== INPUT RECORDS

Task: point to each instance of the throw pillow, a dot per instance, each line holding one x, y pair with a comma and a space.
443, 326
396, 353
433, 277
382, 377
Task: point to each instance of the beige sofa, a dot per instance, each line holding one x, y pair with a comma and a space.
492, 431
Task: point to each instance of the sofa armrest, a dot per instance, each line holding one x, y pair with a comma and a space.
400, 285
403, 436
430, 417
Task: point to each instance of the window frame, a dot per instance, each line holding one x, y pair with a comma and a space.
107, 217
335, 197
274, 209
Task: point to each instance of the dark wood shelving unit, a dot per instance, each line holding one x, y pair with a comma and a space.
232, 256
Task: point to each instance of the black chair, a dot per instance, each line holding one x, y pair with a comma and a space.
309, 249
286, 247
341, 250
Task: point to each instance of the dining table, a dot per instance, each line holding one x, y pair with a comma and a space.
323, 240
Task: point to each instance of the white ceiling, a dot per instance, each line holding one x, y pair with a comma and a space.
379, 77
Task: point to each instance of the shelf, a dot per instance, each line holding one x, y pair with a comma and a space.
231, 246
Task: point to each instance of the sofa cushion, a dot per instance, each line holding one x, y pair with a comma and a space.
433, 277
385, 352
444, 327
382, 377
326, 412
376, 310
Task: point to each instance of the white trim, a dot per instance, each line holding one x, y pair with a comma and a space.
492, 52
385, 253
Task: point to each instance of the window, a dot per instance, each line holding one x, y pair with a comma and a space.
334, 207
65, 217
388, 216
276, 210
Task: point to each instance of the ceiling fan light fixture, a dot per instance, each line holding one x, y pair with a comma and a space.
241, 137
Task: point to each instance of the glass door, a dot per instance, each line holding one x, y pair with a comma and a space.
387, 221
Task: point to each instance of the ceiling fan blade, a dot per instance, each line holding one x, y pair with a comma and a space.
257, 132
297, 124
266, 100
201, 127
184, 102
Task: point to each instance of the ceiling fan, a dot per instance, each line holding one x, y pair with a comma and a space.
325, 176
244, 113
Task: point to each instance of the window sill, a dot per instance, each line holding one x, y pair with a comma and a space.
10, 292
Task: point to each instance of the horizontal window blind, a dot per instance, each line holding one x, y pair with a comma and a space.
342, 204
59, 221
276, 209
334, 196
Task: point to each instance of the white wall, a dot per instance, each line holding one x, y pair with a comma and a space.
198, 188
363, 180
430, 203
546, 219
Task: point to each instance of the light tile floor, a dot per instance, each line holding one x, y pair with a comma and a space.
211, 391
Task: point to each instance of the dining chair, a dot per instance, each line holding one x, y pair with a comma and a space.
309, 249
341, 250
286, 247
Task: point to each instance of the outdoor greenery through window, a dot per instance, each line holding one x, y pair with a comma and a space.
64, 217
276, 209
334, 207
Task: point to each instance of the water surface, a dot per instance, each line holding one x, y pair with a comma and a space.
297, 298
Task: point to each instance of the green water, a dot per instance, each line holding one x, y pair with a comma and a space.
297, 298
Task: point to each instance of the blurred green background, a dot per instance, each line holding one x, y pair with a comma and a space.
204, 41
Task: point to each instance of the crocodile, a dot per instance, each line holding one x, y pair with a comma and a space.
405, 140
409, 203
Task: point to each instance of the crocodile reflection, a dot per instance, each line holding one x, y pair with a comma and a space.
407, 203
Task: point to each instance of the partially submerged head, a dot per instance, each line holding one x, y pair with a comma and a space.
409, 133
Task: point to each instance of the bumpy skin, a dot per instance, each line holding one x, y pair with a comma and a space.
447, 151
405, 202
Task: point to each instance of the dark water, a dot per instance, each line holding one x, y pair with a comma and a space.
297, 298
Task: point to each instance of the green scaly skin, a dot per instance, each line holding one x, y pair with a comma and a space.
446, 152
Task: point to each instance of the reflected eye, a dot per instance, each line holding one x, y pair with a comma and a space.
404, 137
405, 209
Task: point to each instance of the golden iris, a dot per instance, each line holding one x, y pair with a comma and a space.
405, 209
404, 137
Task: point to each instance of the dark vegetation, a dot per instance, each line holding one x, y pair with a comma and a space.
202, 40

====

TASK - Can you restate every record above word for word?

WRITTEN RESPONSE -
Task: point to each instance of the throw pillow, a dot per instance, each line holding one x, y pair with a comma and a space.
443, 326
396, 353
433, 277
382, 377
Task: point to each instance of the beige sofa, a dot per instance, each line holding one x, y pair with a comma and a space.
492, 431
Task: point to each instance of the sofa armrest, a dot per instance, each line holding one x, y pair with a comma and a space.
400, 285
403, 436
430, 417
Task: point to each instance of the window frame, a dot per instance, each line holding one x, y pair with a comma and a space.
107, 217
335, 197
274, 209
Task: point to each instance of the dark wood shelving unit, a dot per instance, each line holding one x, y pair with a comma and a space.
232, 256
Task: point to each instance of the black chair, a dot per instance, each line holding one x, y pair with a comma and a space.
309, 249
286, 247
341, 250
Task: point to each instance of the dining table, a dot per instance, each line holding one x, y pair with a comma and a space.
323, 240
Task: point to each instance of the white ceiling, a dot per instance, each line holding one x, y pair with a comma and a space.
379, 77
Task: point to each instance of the shelf, a dot per instance, each line holding one x, y pair with a comma and a space.
231, 246
Task: point to each instance of the sofa cushion, a dot per instance, each line holding one x, y pair with a comma and a space.
433, 277
385, 352
444, 327
382, 377
326, 412
376, 310
Task: point to each instance of the white trim, a dot per instance, each line holding one x, y pair with a comma and a space.
492, 52
385, 253
Task: point to each instance of the window, a dot per instance, each line holding one x, y pair with a comma and a space.
334, 207
65, 217
388, 216
276, 210
Task: point to each instance of the ceiling fan light fixture, a dot per instance, each line holding one x, y pair with a comma and a space.
241, 137
Task: point to each instance of the glass door, a dot per instance, each line holding one x, y pair with a comma and a space.
387, 221
Task: point to each instance of the ceiling fan blade, a dot per instance, each line holding one x, y pair with a comma and a space.
257, 132
297, 124
266, 100
201, 127
184, 102
Task: point to each instance of the ceiling fan, a dot per instance, each line holding one x, y pair with a comma and a space.
325, 176
244, 113
Task: point to each instance of the window sill, a dot per instance, each line holding one x, y pair with a comma and a space.
10, 292
Task: point to each instance of the horizontal window blind, a dot per instance, each line holding one x, y pair with a comma and a space.
342, 204
59, 221
276, 209
334, 196
Task: point to each instance of the white wall, a dot per instance, each line holding one x, y pair with a comma and a space.
198, 188
363, 180
430, 203
546, 219
Task: point to each instance of the light tile floor, a dot per instance, each line holding one x, y pair with a comma and a space.
211, 391
Task: point to each instance of the dining chair, a dot per instance, each line holding one x, y pair with a comma and a space.
309, 249
341, 250
286, 247
Task: point to each instance of the outdoor greenery through window, a dot per instance, each line holding one x, y pair with a comma and a space.
64, 217
276, 209
334, 207
Task: point to each instance of the water surface, a dot per instance, each line holding one x, y pair with a comma and a space.
297, 298
Task: point to each instance of the green water, a dot per instance, each line holding one x, y pair with a comma and a space.
297, 298
Task: point to each instance of the blurred green background, a dot per instance, each line holding one x, y pair with a comma and a space.
204, 41
Task: point to each instance of the crocodile, a dot per instance, each line holding one x, y pair with a comma and a space.
405, 140
409, 203
Task: point to each instance of the crocodile reflection, a dot per instance, each line holding one x, y pair with a comma and a space.
407, 203
Task: point to each instance of the partially submerged head, a dot per instance, each line holding one x, y pair with a comma and a space.
409, 133
Task: point to each instance of the bumpy skin, a dot per instance, each line holding one x, y pair with a comma and a space.
447, 151
405, 202
Task: point to each instance of the dark water, a dot per instance, each line holding one x, y pair with a comma and a space.
297, 298
Task: point to each instance of the green scaly skin, a dot per instance, each line holding one x, y pair with a comma and a space.
446, 152
Task: point to each instance of the reflected eye, a dot per instance, each line holding one x, y pair with a comma and a space.
404, 137
405, 209
Task: point to each instance of the golden iris, a dot per instance, each line holding one x, y pair with a comma and a space.
405, 209
404, 137
Task: point to each instance of the dark vegetation, a dot per instance, each line holding one x, y pair with a comma and a space.
202, 40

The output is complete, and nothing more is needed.